Problem statement>
Write out the passage from the martial arts biography word for word, from "Lao Shi Nick" to "his current practice.".

Lao Shi Nick Kusturic started studying martial arts at the age of 7. Under the instruction of Grandmaster Jae Hwa-kwon in NYC, Nick earned his black belt in Tae Kwon-Do. Influenced by martial arts culture from an early age, he was exposed to many styles leading him to study Choy Lay Fut with Master Chan Tai San and later with Master Li Siu Hung of the Lee Koon Hung Choy Lay Fut school in South Florida. In 1998, while Nick was completing a degree in Holistic Medicine he was introduced to the 3 harmonies of internal martial arts; xingyi, bagua and taiji. The philosophy and study of the Taoist arts was deeply intriguing as it introduced elements of Traditional Chinese medicine. He actively began studying Xing yi quan and Chen Manching's 37 Postures which still holds a great influence on his current practice.

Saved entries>
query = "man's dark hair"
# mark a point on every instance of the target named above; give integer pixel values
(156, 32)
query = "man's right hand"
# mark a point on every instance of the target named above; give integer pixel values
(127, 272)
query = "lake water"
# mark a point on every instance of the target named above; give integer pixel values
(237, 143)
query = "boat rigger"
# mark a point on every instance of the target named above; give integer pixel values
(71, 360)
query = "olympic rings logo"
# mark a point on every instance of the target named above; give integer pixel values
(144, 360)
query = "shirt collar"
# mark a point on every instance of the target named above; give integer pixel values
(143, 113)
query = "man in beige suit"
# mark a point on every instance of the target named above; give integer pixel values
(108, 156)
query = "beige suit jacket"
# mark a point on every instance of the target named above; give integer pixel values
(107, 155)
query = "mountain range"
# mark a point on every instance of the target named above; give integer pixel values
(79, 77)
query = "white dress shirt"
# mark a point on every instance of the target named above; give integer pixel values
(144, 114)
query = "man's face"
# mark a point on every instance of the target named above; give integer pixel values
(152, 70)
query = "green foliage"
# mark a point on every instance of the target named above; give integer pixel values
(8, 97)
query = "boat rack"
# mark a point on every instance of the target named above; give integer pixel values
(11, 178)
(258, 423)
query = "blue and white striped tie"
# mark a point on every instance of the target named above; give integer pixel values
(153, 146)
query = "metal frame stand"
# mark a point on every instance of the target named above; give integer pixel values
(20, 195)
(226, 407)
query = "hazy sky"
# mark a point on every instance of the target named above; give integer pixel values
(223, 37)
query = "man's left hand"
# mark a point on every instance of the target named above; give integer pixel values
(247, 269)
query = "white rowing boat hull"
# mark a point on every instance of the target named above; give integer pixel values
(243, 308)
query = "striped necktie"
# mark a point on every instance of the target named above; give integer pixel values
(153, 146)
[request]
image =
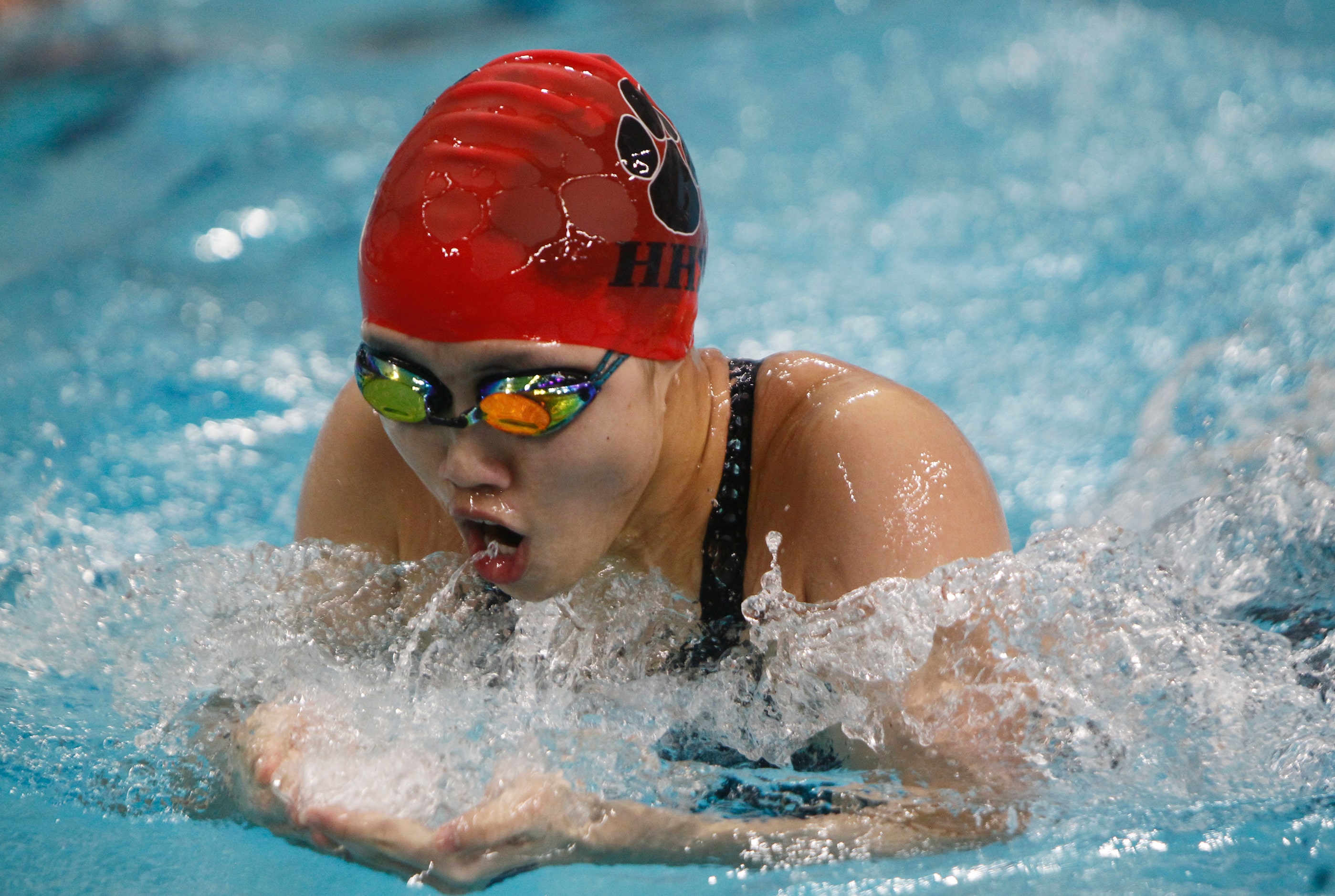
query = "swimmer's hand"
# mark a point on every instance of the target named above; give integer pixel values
(265, 760)
(525, 823)
(541, 820)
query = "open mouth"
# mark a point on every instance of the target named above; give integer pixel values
(506, 540)
(505, 551)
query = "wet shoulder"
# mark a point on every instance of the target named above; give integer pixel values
(812, 398)
(863, 477)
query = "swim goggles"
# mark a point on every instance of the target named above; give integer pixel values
(524, 404)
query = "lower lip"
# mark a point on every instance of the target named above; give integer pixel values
(503, 569)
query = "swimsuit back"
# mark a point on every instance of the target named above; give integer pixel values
(724, 568)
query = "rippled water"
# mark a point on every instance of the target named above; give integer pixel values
(1101, 237)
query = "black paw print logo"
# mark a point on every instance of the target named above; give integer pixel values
(673, 191)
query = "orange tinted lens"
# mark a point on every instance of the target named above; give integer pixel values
(517, 415)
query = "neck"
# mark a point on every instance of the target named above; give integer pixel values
(667, 529)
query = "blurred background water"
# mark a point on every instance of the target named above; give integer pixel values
(1101, 235)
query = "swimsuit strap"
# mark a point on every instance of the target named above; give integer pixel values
(721, 580)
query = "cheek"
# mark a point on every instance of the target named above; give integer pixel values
(601, 473)
(418, 450)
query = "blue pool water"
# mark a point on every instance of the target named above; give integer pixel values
(1101, 235)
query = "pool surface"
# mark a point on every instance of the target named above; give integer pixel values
(1101, 235)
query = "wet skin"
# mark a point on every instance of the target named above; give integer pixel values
(863, 477)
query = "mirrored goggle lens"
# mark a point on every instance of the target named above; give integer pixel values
(516, 413)
(394, 398)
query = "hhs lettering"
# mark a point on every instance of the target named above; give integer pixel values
(685, 261)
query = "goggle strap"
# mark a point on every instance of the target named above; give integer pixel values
(600, 375)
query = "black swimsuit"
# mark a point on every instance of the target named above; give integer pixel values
(724, 568)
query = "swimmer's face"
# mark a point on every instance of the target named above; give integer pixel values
(555, 504)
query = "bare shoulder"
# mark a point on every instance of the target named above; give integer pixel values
(804, 393)
(359, 492)
(864, 477)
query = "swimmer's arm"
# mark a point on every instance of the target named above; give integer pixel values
(359, 492)
(885, 485)
(541, 820)
(872, 481)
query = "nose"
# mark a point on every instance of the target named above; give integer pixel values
(472, 462)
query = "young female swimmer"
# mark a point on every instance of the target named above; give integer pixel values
(528, 382)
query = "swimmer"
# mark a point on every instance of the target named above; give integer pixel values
(528, 389)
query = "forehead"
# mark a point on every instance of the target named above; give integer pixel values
(481, 357)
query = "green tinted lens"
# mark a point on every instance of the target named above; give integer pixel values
(394, 398)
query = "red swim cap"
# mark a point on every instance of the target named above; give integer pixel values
(544, 197)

Expected output>
Lao Shi Nick Kusturic started studying martial arts at the age of 7. Under the instruction of Grandmaster Jae Hwa-kwon in NYC, Nick earned his black belt in Tae Kwon-Do. Influenced by martial arts culture from an early age, he was exposed to many styles leading him to study Choy Lay Fut with Master Chan Tai San and later with Master Li Siu Hung of the Lee Koon Hung Choy Lay Fut school in South Florida. In 1998, while Nick was completing a degree in Holistic Medicine he was introduced to the 3 harmonies of internal martial arts; xingyi, bagua and taiji. The philosophy and study of the Taoist arts was deeply intriguing as it introduced elements of Traditional Chinese medicine. He actively began studying Xing yi quan and Chen Manching's 37 Postures which still holds a great influence on his current practice.